───── EXTRACTED MATERIAL ─────
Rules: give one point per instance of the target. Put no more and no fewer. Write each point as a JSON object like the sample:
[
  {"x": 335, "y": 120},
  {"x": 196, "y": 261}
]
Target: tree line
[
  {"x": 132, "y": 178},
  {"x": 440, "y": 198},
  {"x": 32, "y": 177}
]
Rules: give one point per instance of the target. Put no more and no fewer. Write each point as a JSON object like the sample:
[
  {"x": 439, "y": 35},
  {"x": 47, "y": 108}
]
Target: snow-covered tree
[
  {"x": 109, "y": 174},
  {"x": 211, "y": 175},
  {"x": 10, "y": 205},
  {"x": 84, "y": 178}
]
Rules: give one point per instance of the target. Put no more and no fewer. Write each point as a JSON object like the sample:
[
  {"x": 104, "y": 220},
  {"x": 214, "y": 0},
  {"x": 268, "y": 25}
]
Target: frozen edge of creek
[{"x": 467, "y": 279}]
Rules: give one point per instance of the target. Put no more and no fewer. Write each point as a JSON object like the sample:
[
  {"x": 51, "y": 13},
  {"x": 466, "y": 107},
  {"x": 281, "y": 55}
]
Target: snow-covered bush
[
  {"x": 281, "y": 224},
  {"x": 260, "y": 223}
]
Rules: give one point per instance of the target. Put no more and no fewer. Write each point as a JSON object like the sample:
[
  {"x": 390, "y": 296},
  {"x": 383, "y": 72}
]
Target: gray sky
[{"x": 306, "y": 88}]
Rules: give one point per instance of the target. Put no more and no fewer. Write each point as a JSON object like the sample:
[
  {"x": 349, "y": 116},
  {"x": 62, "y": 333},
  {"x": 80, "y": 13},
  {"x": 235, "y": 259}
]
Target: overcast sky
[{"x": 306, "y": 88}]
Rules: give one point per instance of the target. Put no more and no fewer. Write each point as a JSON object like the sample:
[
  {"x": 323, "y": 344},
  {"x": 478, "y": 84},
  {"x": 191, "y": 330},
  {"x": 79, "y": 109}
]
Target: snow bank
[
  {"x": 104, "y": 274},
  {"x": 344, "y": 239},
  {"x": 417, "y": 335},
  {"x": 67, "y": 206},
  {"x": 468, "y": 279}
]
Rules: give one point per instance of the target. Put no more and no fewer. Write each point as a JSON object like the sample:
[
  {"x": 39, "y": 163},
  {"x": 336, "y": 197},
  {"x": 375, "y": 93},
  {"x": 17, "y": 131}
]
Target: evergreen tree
─────
Every entry that appears above should be duplicated exactly.

Rules: give one point per instance of the target. Put no more and no fewer. Write each point as a JSON object like the sample:
[
  {"x": 335, "y": 120},
  {"x": 196, "y": 261}
]
Target: tree line
[
  {"x": 132, "y": 178},
  {"x": 440, "y": 198},
  {"x": 32, "y": 177}
]
Rules: give one point per instance of the target. Put no more and no fewer. Write each point as a JSON object like the sample:
[
  {"x": 439, "y": 35},
  {"x": 47, "y": 108}
]
Target: snow-covered tree
[
  {"x": 109, "y": 174},
  {"x": 211, "y": 175},
  {"x": 10, "y": 205},
  {"x": 84, "y": 178}
]
Rules: give one point per instance of the target. Put no more and no fewer. Write each point as a JSON object like the sample:
[
  {"x": 104, "y": 220},
  {"x": 214, "y": 0},
  {"x": 268, "y": 25}
]
Target: frozen edge of creek
[{"x": 467, "y": 279}]
Rules: give one point per instance of the target. Put no more and no fewer. Write each point as a JSON object like the sample:
[
  {"x": 51, "y": 13},
  {"x": 466, "y": 107},
  {"x": 281, "y": 55}
]
Target: snow-covered bush
[
  {"x": 281, "y": 224},
  {"x": 260, "y": 223}
]
Rules: give one point per instance of the target. Put no more and no fewer. Write each point as a JSON object like the sample:
[
  {"x": 390, "y": 296},
  {"x": 383, "y": 72}
]
Target: gray sky
[{"x": 306, "y": 88}]
Rules: give one point per instance of the target. Put no more and no fewer. Write each point as a JSON object like the sample:
[
  {"x": 349, "y": 116},
  {"x": 62, "y": 333},
  {"x": 80, "y": 13},
  {"x": 235, "y": 259}
]
Target: overcast sky
[{"x": 306, "y": 88}]
Rules: give one point per instance of the target. Put no more and no fewer. Write each point as a JSON object like the sample:
[
  {"x": 323, "y": 344},
  {"x": 478, "y": 84},
  {"x": 191, "y": 330},
  {"x": 79, "y": 109}
]
Target: snow bank
[
  {"x": 104, "y": 274},
  {"x": 344, "y": 239},
  {"x": 417, "y": 335},
  {"x": 67, "y": 206},
  {"x": 468, "y": 279}
]
Rules: give one point per instance of the target. Put no more and no fewer. Write each point as a JSON object like the sample:
[
  {"x": 39, "y": 163},
  {"x": 336, "y": 197},
  {"x": 375, "y": 93},
  {"x": 17, "y": 131}
]
Target: evergreen tree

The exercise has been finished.